=== Data supplied ===

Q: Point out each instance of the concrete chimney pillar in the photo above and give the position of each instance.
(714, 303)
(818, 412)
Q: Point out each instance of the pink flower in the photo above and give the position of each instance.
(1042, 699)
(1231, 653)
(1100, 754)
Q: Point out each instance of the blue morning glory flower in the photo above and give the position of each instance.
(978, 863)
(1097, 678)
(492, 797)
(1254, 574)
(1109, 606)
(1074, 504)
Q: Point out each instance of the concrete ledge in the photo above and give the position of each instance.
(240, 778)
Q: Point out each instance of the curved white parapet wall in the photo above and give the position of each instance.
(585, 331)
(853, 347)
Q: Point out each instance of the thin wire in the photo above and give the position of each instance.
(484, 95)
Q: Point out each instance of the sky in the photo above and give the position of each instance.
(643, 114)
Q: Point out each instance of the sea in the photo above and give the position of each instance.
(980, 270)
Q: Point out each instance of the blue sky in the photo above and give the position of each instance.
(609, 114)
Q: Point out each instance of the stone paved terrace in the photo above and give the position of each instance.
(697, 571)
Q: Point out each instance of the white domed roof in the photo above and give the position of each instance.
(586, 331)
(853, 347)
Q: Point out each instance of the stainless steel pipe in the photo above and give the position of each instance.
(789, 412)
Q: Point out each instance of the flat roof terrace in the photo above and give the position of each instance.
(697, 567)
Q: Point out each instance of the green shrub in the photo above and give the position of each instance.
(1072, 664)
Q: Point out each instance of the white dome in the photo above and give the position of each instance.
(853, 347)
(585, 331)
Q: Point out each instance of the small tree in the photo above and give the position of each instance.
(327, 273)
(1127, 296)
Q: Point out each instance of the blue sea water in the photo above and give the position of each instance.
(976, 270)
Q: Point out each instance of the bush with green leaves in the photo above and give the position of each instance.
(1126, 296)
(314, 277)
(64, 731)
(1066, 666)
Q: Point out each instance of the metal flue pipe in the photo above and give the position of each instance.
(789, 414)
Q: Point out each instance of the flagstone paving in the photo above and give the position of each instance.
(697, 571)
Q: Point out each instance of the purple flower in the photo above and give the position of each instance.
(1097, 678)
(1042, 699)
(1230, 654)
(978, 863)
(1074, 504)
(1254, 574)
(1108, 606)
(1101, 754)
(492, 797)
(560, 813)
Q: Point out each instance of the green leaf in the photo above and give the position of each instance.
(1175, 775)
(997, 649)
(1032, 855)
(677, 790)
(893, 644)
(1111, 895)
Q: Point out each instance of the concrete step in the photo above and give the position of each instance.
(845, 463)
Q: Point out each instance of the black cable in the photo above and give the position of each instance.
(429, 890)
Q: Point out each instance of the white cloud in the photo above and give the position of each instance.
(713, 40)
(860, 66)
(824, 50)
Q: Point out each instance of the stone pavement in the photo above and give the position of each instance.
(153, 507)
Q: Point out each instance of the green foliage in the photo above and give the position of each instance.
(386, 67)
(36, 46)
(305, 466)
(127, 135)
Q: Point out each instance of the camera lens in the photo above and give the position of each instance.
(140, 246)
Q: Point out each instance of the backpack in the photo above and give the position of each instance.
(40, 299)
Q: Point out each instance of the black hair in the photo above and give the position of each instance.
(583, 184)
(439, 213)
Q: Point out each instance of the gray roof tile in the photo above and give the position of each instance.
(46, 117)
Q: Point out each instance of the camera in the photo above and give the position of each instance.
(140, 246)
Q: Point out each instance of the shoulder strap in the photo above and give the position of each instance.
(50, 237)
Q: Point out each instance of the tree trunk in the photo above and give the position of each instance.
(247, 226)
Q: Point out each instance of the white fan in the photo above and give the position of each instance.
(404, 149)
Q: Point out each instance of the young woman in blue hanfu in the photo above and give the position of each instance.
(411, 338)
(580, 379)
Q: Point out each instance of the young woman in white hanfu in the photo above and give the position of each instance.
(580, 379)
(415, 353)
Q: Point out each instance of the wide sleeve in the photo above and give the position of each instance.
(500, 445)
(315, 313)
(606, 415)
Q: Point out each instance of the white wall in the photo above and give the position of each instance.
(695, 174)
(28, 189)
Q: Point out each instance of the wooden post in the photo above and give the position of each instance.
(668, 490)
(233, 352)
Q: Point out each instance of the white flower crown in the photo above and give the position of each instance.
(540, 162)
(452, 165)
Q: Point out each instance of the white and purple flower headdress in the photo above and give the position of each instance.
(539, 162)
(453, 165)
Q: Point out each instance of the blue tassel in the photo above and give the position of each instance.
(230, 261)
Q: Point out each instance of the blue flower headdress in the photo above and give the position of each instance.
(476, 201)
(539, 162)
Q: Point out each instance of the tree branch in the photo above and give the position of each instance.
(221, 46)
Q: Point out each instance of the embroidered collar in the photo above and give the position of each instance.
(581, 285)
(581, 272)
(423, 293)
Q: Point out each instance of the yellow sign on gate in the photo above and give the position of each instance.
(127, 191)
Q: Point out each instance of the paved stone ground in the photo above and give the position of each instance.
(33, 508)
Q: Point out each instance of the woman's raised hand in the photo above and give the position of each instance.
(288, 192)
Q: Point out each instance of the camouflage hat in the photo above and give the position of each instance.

===

Work required ->
Give the lines of the listing from the one containing "Q: Point out each instance of the paved" through the end of the listing, both included, as a JSON list of strings with one string per line and blank lines omitted.

Worked solution ->
[
  "Q: Point out each instance of the paved stone ground in the photo above and give the position of each instance.",
  "(33, 508)",
  "Q: Point out each instance of the woman's raised hand in the photo above and give the position of each instance.",
  "(288, 192)",
  "Q: Point out each instance of the camouflage hat in the photo above and give the position of each instance."
]